* BEGIN Provided passage *
In more common applications an instance of decision making tries to emulate reasoning based on objective quantifiable concepts that are connected by logical relationships. Every bit of care is taken for ASs in general to adhere to strict limitations on performance, comfort, safety and so forth. However, as the number of applications where robots are employed without supervision increases, they get closer and closer to situations in which not only economical and scientific factors are important, but also certain moral features3 the consequences of an automated system’s actions should be another parameter in its decision-making (Arkin, Ulam, and Wagner, 2012; Allen et al., 2000). The automated vehicle is an emblematic case, since controlling a one thousand to two thousand kilogram vehicle at 40km=h with unprotected humans around clearly demands an evaluation of the risk that actions might pose to multiple parties. Many other such morally salient cases exist and will continue to crop up in the future, such as the helper robot which will interact with the elderly, or more topically, the level of independence of « autonomous » weapons. As the point of depart of the discussion about artificial moral agents, the three main domains of normative ethics will be discussed to then detail some of the implementations of artificial moral agents proposed throughout the years.
Artificial moral agents
Artificial moral agents (AMA) is a qualifier that represents every application that tries to implement some sort of ethical reasoning. This goes from simple applications, like the ones proposed in (McLaren, 2003) and (Anderson, Anderson, and Armen, 2005) that are basically programs have ethical recommendations as an output, to (Thornton et al., 2017) and (de Moura et al., 2020) who propose ethical components close to real robotic applications. It should also be pointed out that in most cases, the aim of these approaches is to approximate human moral reasoning, able to consider a universal set of problems, using some form of generic formalism to translate the world into comprehensible data.
Another choice is to focus on specific applications, which is the case of the methods proposed in the next chapters, where the entire ethical deliberation process is designed to solve problems having a specific format and constant properties. Therefore, the question is not whether the agent is morally good or bad, since the approach itself does not aim to simulate moral agency.
Instead, what is important is that the artificial moral agent is capable of making ethical choices which align or coincide with what a human moral agent might decide in a similar context, using the same tools and available information. This argumentation is what motivates the use of the word automated instead of autonomous. Both cases, AMA for generic and specific cases, would be classified as explicit ethical agents using the classification proposed by (Moor, 2006), given that the ethical deliberation are coded into their systems, for more generic that they may be.
* END Provided passage *
• [Requirement A]
Answer these from the passage on artificial moral agents:
(i) What mass range is given for the vehicle in the automated vehicle case?
(ii) Which two works are cited as proposing ethical components close to real robotic applications?
(iii) Under the classification proposed by Moor (2006), what would both kinds of artificial moral agent be classified as?
• [Requirement B] Write the next part of the passage on artificial moral agents, picking up after its final sentence.
* BEGIN Data excerpts *
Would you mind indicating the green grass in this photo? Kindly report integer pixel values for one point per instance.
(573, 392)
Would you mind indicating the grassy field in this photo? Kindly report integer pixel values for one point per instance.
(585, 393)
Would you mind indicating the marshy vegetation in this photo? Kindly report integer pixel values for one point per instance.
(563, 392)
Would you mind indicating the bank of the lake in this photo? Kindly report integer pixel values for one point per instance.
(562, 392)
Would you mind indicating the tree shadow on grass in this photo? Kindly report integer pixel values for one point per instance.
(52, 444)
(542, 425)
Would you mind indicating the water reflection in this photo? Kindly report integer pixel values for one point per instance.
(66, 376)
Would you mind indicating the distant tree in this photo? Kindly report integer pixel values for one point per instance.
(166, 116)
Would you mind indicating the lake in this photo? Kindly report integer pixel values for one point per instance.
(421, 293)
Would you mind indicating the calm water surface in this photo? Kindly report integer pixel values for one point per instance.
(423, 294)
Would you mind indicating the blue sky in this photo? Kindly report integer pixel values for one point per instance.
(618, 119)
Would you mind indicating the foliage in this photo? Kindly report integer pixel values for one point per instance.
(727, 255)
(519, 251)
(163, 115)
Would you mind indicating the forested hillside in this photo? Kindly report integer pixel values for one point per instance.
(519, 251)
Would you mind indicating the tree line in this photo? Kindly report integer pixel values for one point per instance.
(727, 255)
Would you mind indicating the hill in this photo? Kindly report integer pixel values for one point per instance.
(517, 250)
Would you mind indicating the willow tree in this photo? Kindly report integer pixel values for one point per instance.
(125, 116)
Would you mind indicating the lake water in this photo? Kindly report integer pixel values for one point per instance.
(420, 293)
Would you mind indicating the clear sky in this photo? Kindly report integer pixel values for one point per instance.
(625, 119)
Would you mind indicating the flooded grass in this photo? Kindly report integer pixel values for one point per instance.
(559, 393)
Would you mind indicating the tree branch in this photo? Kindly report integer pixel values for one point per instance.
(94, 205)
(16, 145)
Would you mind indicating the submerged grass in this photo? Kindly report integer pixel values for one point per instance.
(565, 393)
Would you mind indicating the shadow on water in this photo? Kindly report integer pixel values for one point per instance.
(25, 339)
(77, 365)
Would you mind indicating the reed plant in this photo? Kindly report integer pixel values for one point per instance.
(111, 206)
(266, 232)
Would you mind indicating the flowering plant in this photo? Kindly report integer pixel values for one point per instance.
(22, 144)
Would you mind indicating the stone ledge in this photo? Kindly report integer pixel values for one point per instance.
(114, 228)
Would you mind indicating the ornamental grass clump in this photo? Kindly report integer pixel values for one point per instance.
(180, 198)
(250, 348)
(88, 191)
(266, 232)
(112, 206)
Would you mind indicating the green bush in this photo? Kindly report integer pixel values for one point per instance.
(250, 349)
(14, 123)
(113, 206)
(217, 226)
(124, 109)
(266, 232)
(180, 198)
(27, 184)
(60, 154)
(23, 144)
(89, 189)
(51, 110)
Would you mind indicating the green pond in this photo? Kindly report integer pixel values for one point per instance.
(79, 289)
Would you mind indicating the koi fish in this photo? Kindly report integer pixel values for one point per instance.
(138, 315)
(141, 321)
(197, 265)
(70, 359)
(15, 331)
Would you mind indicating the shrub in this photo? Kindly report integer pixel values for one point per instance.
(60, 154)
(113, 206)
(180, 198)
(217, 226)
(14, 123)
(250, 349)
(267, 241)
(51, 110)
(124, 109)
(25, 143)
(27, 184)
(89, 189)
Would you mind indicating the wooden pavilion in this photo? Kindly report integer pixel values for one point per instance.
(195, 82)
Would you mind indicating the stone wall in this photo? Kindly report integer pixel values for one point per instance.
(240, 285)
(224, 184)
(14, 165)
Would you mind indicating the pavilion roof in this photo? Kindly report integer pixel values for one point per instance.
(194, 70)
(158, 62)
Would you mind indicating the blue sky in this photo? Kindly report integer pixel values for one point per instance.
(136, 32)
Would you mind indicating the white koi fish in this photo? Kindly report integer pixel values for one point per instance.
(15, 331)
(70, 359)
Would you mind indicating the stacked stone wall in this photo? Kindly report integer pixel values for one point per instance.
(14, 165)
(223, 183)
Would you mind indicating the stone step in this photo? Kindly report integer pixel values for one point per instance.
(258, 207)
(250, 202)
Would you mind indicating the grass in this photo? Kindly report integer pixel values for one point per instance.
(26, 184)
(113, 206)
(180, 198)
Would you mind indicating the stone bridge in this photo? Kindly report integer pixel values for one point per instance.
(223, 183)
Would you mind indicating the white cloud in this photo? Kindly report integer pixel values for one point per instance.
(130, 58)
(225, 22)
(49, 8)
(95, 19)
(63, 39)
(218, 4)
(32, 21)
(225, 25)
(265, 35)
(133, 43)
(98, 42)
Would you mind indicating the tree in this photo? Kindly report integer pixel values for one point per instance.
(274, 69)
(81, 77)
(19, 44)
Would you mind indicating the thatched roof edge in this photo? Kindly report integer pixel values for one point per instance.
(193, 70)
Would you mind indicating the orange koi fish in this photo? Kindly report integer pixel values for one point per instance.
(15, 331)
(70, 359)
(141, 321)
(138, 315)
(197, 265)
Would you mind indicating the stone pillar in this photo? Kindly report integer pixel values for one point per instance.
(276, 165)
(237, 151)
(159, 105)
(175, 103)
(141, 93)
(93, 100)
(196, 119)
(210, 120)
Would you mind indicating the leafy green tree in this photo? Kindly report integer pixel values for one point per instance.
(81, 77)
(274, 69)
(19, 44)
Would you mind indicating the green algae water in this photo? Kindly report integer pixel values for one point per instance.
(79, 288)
* END Data excerpts *
• [Exercise output A]
(i) One thousand to two thousand kilograms.
(ii) Thornton et al., 2017 and de Moura et al., 2020.
(iii) Explicit ethical agents.

• [Exercise output B]
The role that uncertainty in information acquisition and processing has within any ethical deliberation (Anderson and Anderson, 2007) must also not be forgotten, because it can directly impact the end decision or invalidate the entire reasoning method. This is one of the main difficulties of the implementation of AMAs, since uncertainty is always present in measurement and most of the time it is not easy to estimate. Most of the works in the domain assume that the information received from other parts of the system is exact, avoiding this concern.
The three domains of normative ethics are viable options to be implemented into an AMA. Deontological and consequentialist approaches are ever present (Gips, 1995; Allen et al., 2000) with the Kantian categorical imperative and the utilitarian maximization principle respectively most of the time. Virtue based methods are less popular, and considering that an AMA does not have agency, an ethical reasoning method based on this approach could be proposed as having some sort of variables that represent virtues that might evolve through time, according to the success, failure and observed consequences of its actions. Another way to implement a virtue-based approach is to use the role morality concept (as is done in (Thornton et al., 2017)). According to (Gips, 1995), virtue-based systems are usually translated as deontological approaches for an application. The other two are the focus of much of the published works on the area, as we will explain shortly.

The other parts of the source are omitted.